--- START OF Supplied material ---

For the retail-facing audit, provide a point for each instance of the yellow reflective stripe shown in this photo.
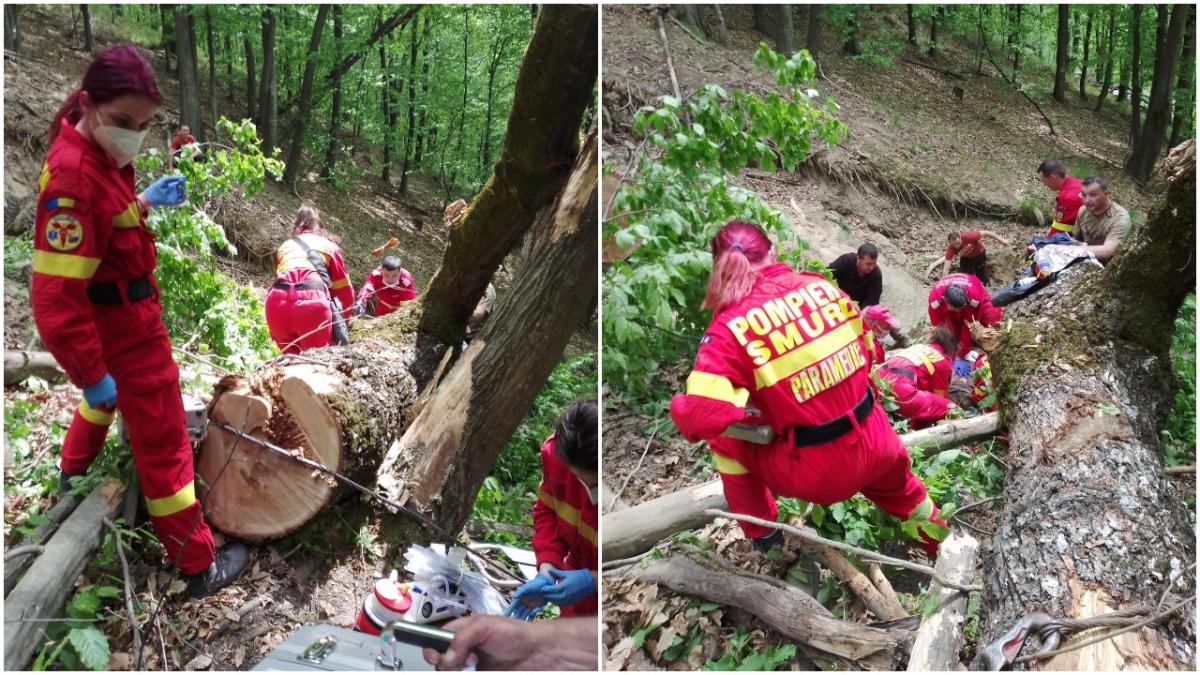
(173, 503)
(94, 416)
(730, 466)
(808, 354)
(570, 514)
(130, 217)
(65, 264)
(717, 388)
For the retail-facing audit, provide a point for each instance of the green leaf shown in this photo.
(91, 645)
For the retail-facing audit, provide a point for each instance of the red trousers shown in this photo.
(299, 318)
(137, 353)
(870, 459)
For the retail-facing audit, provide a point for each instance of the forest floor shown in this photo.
(318, 574)
(972, 166)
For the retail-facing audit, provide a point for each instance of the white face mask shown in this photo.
(121, 144)
(593, 493)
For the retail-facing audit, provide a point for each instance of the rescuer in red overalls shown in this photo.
(298, 308)
(385, 288)
(921, 378)
(564, 520)
(789, 350)
(958, 299)
(96, 305)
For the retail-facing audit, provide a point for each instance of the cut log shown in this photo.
(940, 635)
(780, 605)
(1091, 523)
(19, 366)
(636, 529)
(340, 407)
(45, 587)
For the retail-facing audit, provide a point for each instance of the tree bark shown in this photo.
(1091, 523)
(268, 87)
(1150, 144)
(190, 99)
(335, 109)
(450, 447)
(51, 578)
(89, 37)
(292, 168)
(1183, 107)
(555, 85)
(1061, 54)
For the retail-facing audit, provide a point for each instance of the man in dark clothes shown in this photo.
(858, 275)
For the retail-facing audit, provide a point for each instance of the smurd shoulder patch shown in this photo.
(64, 232)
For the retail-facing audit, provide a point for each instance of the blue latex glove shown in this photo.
(529, 597)
(101, 394)
(573, 586)
(167, 191)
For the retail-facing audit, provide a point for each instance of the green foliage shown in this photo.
(682, 196)
(741, 655)
(509, 493)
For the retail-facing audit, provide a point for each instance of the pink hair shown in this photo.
(113, 73)
(736, 249)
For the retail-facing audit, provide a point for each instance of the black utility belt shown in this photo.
(309, 285)
(835, 428)
(111, 293)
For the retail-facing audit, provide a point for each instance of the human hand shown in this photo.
(101, 394)
(573, 586)
(167, 191)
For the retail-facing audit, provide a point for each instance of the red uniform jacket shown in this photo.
(978, 308)
(1067, 205)
(387, 298)
(564, 524)
(292, 264)
(89, 227)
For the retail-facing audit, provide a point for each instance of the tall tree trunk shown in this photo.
(445, 454)
(1108, 53)
(425, 89)
(1135, 73)
(1091, 523)
(335, 109)
(1060, 69)
(555, 85)
(213, 69)
(89, 37)
(1083, 72)
(292, 168)
(813, 35)
(189, 97)
(785, 40)
(1183, 106)
(1145, 153)
(251, 90)
(412, 109)
(268, 89)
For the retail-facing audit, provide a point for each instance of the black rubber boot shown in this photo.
(229, 562)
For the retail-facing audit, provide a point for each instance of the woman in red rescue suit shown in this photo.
(298, 309)
(789, 350)
(97, 310)
(564, 520)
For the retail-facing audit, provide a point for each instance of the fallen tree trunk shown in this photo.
(1091, 523)
(783, 607)
(19, 366)
(45, 587)
(940, 635)
(636, 529)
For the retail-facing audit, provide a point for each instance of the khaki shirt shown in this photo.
(1097, 230)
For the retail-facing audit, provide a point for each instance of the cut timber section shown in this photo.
(635, 530)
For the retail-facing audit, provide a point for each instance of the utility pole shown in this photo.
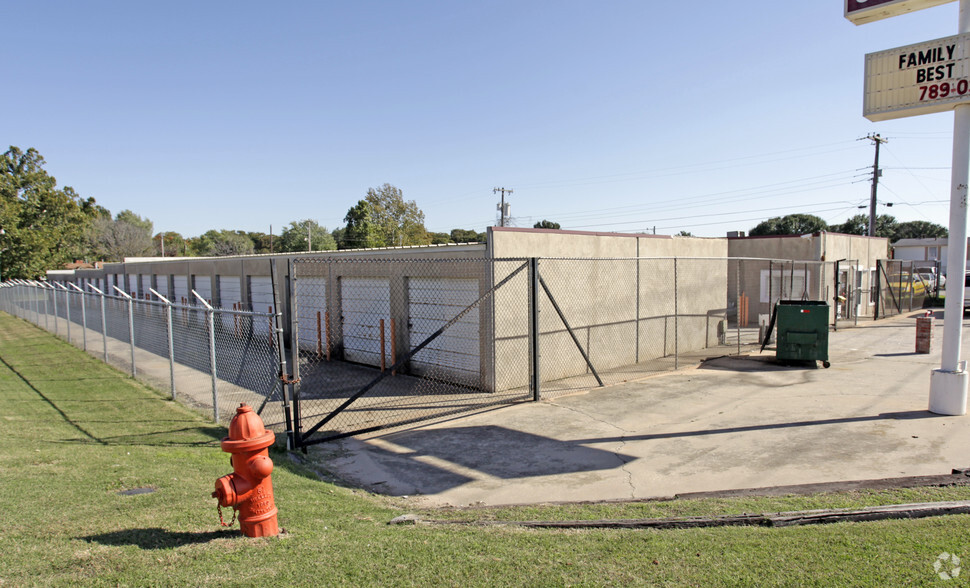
(877, 140)
(502, 207)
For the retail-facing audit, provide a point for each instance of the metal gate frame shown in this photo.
(302, 439)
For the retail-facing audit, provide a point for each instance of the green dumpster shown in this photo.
(803, 331)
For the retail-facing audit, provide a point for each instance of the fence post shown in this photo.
(676, 329)
(104, 326)
(210, 319)
(911, 282)
(56, 314)
(535, 378)
(289, 387)
(131, 326)
(84, 318)
(46, 312)
(875, 312)
(171, 340)
(737, 289)
(67, 305)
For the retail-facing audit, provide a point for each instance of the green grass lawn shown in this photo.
(74, 433)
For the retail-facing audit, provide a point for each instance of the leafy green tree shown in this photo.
(262, 242)
(544, 224)
(919, 230)
(133, 219)
(174, 244)
(467, 236)
(222, 243)
(397, 222)
(127, 235)
(792, 224)
(886, 226)
(294, 237)
(360, 232)
(43, 226)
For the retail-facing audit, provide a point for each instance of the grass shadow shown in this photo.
(156, 538)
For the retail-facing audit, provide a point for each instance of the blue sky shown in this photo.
(703, 116)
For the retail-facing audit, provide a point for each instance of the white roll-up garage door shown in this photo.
(311, 305)
(433, 302)
(365, 301)
(230, 292)
(261, 293)
(203, 285)
(230, 297)
(181, 289)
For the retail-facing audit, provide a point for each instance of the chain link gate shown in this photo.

--- END OF Supplied material ---

Rewrite the lines from the one with "foliage shown in this photo." through the one with "(1097, 230)" as a numbered list, skipping any blank lines.

1. For the retail-facing audit, provide a point for each instance of the green foliage shown in this photo.
2. (682, 196)
3. (741, 655)
4. (509, 493)
5. For the retail-facing audit, provide a point for each instance of the pink hair shown in this photo.
6. (113, 73)
7. (736, 249)
8. For the retail-facing audit, provide a point for each instance of the black utility belt shown in this photo.
9. (309, 285)
10. (835, 428)
11. (111, 293)
12. For the retail-facing audit, provide a point for each instance of the human hand shown in this photo.
13. (101, 394)
14. (573, 586)
15. (167, 191)
16. For the retail-facing audit, provide a point for each instance of the red uniform jacket shown in this photo.
17. (978, 308)
18. (1067, 205)
19. (387, 298)
20. (564, 524)
21. (292, 264)
22. (89, 227)
23. For the retail-facing audit, provide a point for each instance of the tall tree trunk shown in this photo.
24. (445, 454)
25. (1108, 53)
26. (425, 89)
27. (1135, 73)
28. (1091, 523)
29. (335, 109)
30. (1060, 69)
31. (555, 85)
32. (213, 69)
33. (89, 37)
34. (1083, 72)
35. (292, 168)
36. (813, 35)
37. (189, 97)
38. (785, 40)
39. (1183, 106)
40. (1145, 153)
41. (251, 90)
42. (412, 109)
43. (268, 89)
44. For the retail-facing audit, provide a point for each instance of the black rubber boot shown in this photo.
45. (229, 562)
46. For the retail-facing audit, provide a point for each instance of the woman in red rescue suit shown in this photo.
47. (298, 309)
48. (789, 350)
49. (97, 310)
50. (564, 520)
51. For the retail-facing audit, provide a point for each instance of the fallen tree trunk shown in this photo.
52. (1091, 523)
53. (783, 607)
54. (19, 366)
55. (45, 587)
56. (940, 635)
57. (636, 529)
58. For the retail-facing audit, provide a point for each instance of the khaki shirt shown in this photo.
59. (1097, 230)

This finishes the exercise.